## WHAT TO DO
Take the entries below and print only the lines from the one with "heyyy can you locate every blue" through the one with "heyyy can you locate every rock here?", exactly as they stand, both ends included.

PROVIDED MATERIAL Start Marker

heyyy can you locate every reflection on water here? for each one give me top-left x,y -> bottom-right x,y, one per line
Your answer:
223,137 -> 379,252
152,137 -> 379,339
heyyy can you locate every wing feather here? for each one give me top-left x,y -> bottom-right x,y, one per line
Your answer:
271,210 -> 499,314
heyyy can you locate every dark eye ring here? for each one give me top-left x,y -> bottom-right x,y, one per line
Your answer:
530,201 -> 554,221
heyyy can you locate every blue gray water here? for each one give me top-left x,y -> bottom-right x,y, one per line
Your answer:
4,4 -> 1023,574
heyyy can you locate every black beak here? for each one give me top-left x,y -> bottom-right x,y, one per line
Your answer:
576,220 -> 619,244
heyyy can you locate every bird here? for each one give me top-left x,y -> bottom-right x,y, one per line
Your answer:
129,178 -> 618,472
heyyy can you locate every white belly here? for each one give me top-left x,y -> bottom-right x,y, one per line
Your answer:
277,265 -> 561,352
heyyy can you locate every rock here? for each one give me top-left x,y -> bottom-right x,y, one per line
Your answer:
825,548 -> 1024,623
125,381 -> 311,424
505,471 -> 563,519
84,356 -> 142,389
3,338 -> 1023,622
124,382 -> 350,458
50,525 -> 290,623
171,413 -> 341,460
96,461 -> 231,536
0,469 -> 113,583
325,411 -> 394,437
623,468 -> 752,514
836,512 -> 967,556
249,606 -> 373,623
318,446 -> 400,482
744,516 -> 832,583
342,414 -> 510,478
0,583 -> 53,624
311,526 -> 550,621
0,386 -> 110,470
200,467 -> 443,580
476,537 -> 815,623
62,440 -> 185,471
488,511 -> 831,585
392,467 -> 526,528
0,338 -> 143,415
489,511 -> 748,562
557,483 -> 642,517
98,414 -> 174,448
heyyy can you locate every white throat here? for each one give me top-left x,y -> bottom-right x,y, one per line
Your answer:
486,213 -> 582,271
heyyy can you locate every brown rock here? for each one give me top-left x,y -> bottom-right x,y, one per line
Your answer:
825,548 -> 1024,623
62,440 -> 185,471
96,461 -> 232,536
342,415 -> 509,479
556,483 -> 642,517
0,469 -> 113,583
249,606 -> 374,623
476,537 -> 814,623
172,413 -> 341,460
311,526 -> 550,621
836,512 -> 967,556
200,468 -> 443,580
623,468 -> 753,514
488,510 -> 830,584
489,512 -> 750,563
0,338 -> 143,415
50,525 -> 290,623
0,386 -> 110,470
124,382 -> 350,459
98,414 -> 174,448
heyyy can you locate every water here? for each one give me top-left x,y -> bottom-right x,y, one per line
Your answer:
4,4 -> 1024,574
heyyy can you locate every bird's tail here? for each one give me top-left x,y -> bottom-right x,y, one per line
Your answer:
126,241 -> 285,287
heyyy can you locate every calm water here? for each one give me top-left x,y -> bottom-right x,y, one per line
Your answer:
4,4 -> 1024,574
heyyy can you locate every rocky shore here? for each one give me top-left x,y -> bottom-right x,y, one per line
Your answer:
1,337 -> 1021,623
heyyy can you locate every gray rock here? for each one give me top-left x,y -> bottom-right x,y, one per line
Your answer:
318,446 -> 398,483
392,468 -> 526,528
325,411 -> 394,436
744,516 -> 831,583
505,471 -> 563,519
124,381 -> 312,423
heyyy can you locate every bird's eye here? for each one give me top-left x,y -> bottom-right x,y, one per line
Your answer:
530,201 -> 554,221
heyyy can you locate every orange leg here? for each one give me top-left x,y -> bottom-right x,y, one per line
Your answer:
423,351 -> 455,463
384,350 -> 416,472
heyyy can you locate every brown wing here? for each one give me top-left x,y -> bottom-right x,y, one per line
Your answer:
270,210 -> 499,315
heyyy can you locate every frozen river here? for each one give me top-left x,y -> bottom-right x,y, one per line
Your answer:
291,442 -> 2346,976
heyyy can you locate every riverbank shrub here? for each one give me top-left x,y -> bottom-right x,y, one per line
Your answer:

PROVIDED MATERIAL End Marker

## ANSWER TO THIS TASK
heyyy can you locate every blue gray water here? for each one give me top-left x,y -> bottom-right x,y, one per line
Your answer:
4,4 -> 1023,574
heyyy can you locate every black beak here? for each one give me top-left x,y -> bottom-right x,y, one per line
Your answer:
576,220 -> 619,244
heyyy can you locate every bird here? for each one give me top-left x,y -> bottom-right x,y, one per line
Your answer:
129,178 -> 618,472
heyyy can you locate every white belly here? for each one give me top-left x,y -> bottom-right x,y, one per line
Your answer:
277,265 -> 561,352
heyyy can you locate every rock here? for each one give me top-left x,y -> bottom-right x,y, one per line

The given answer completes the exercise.